Problem statement ▸ Arrange the records below as a two-column CSV headed instruction and output, with one row per record giving its text and its answer, each in a single quoted field with line breaks replaced by spaces. Leave the pictures out.
*-*-*
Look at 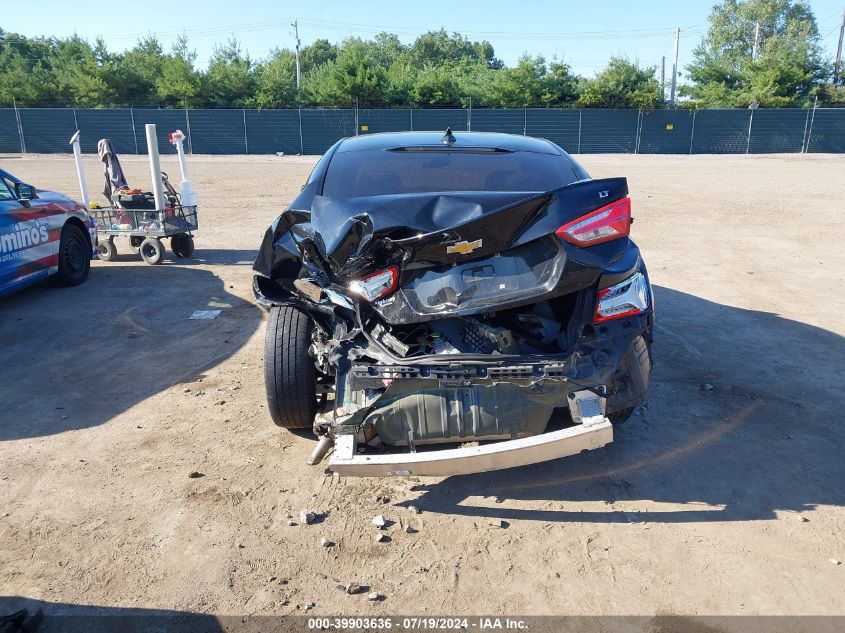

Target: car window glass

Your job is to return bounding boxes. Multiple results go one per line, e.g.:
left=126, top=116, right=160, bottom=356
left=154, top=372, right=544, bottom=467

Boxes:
left=0, top=178, right=17, bottom=201
left=323, top=150, right=578, bottom=199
*-*-*
The result ▸
instruction,output
"Look at Target: car window glass Your job is to return bounding boxes. Multiple results go one per line, e.g.: left=126, top=116, right=160, bottom=356 left=154, top=372, right=544, bottom=467 Boxes:","left=0, top=178, right=17, bottom=201 left=323, top=150, right=578, bottom=199"